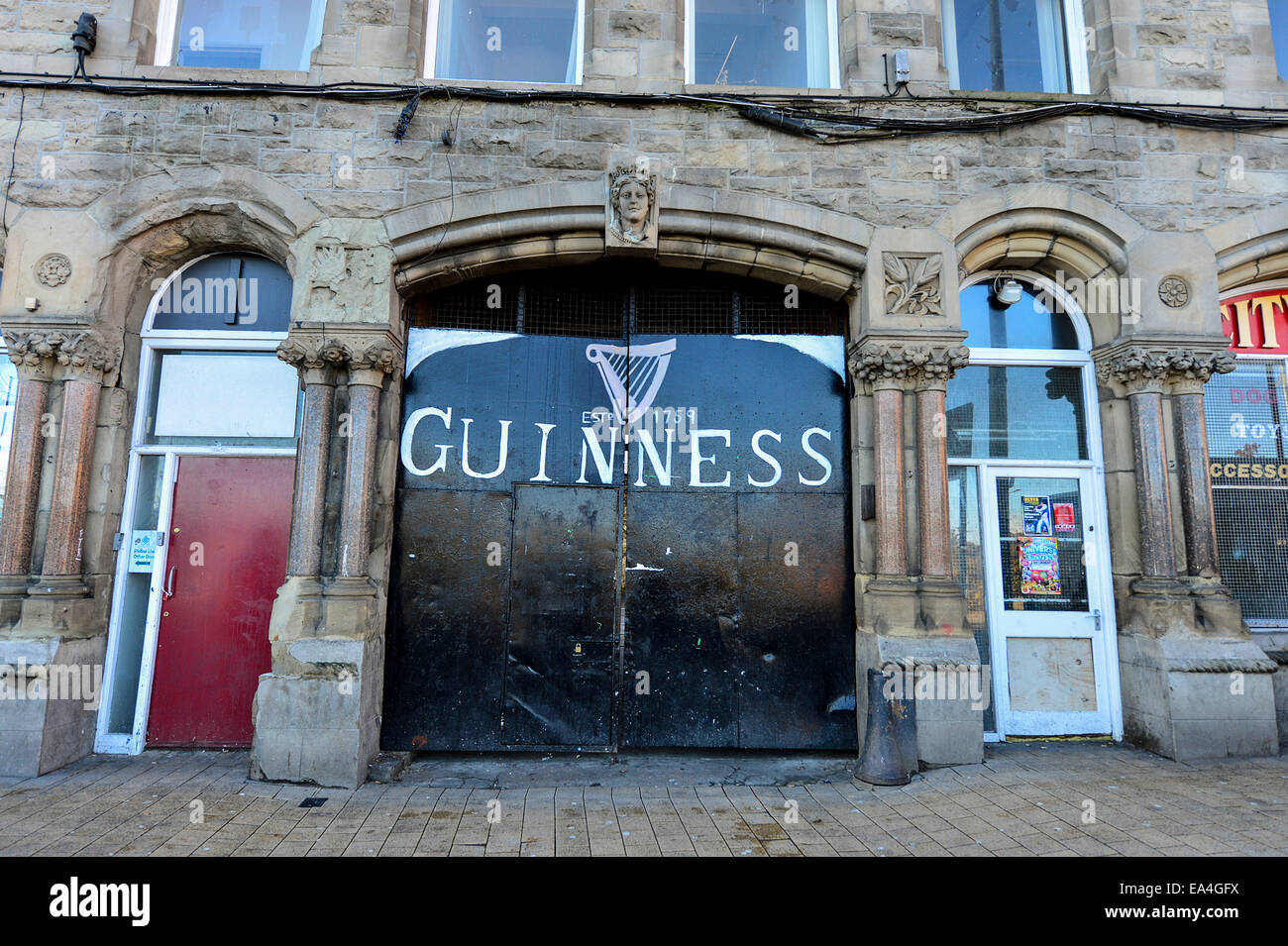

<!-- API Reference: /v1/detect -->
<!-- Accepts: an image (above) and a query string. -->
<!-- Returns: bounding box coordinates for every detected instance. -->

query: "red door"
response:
[147,457,295,748]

[WHAT THE TASK ASKS]:
Can you update the items above by changing every "query" to "prompt" and keeping everything else the same? Omit the pictures from your answer.

[WORKED SOLUTION]:
<!-- API Reference: /v1/detect -->
<!-- Accepts: an image (above) and a prompt string. -->
<!-- Returns: bounding box coordinates for every detected instance. -->

prompt: "red door"
response:
[147,457,295,748]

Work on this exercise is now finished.